(Görevler):
1. The Guardian yazısını aktaran alıntıda "T24.com'da çevrilen yazıya" ile "bir yazı yayımlandı." arasındaki bölümü, bu iki ifade de dahil, hiç değiştirmeden tekrarlar mısın?
2. Kayıtlarda "Target: group of people sitting" ifadesini içeren satır ile "column 574, row 710" ifadesini içeren satır arasındaki satırları, iki uç da dahil ve boş satırlar hariç, yalnızca bunlarla sınırlı bir numaralı liste hâlinde ifade eder misin?

(Verilen alıntı):

İngiliz The Guardian gazetesi yazarı David Graeber, IŞİD konusunda Cumhurbaşkanı Recep Tayyip Erdoğan'a ağır suçlamalarda bulundu. Graeber, "Erdoğan, sadece IŞİD'e karşı savaşan güçlere elinden gelen zararı vermekle kalmıyor, hükümetinin en azından el altından IŞİD'i desteklediğine dair ikna edici deliller de var" dedi.
T24.com'da çevrilen yazıya göre; İngiltere'de yayımlanan The Guardian gazetesinde, Türkiye ve Cumhurbaşkanı Tayyip Erdoğan hakkında, "IŞİD'e destek" konusunda ağır iddialar içeren bir yazı yayımlandı.

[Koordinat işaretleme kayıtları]
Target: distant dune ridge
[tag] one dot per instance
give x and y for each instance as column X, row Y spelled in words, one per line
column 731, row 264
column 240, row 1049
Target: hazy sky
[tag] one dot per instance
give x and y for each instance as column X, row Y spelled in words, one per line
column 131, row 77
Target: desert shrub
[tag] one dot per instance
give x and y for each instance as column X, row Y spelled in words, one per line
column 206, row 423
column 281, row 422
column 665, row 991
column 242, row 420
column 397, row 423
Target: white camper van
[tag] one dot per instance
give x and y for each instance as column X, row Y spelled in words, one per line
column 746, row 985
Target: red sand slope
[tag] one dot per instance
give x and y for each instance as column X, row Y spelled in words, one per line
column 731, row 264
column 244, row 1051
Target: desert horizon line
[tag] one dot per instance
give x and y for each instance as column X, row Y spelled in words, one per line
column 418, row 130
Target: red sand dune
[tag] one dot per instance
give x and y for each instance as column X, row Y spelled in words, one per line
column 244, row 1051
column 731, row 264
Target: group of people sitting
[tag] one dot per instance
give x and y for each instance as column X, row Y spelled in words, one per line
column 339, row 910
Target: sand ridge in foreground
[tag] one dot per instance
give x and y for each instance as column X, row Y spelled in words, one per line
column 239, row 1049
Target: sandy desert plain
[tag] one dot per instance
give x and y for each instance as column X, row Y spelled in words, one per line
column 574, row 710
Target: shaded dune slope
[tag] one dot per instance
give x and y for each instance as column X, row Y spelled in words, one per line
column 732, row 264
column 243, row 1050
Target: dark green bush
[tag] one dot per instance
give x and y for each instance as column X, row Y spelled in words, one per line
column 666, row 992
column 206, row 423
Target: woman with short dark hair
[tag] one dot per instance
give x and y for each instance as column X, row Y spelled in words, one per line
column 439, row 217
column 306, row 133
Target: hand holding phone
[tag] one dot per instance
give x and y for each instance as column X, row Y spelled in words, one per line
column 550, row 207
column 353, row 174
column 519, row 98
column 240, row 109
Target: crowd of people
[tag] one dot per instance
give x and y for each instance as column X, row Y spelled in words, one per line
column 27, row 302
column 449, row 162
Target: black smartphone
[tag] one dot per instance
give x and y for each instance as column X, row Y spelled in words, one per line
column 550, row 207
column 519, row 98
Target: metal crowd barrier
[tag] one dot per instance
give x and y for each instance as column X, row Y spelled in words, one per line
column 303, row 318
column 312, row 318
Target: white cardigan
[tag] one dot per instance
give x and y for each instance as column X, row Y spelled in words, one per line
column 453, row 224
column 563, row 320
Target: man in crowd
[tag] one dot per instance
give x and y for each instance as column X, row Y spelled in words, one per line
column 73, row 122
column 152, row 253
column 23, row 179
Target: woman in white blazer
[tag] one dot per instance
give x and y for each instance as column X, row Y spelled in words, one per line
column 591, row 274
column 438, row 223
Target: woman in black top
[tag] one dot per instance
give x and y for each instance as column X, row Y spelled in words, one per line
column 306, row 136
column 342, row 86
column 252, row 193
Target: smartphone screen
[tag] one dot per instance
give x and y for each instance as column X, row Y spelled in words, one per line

(Cevaplar aşağıda):
1.
T24.com'da çevrilen yazıya göre; İngiltere'de yayımlanan The Guardian gazetesinde, Türkiye ve Cumhurbaşkanı Tayyip Erdoğan hakkında, "IŞİD'e destek" konusunda ağır iddialar içeren bir yazı yayımlandı.

2.
1. Target: group of people sitting
2. [tag] one dot per instance
3. give x and y for each instance as column X, row Y spelled in words, one per line
4. column 339, row 910
5. Target: sand ridge in foreground
6. [tag] one dot per instance
7. give x and y for each instance as column X, row Y spelled in words, one per line
8. column 239, row 1049
9. Target: sandy desert plain
10. [tag] one dot per instance
11. give x and y for each instance as column X, row Y spelled in words, one per line
12. column 574, row 710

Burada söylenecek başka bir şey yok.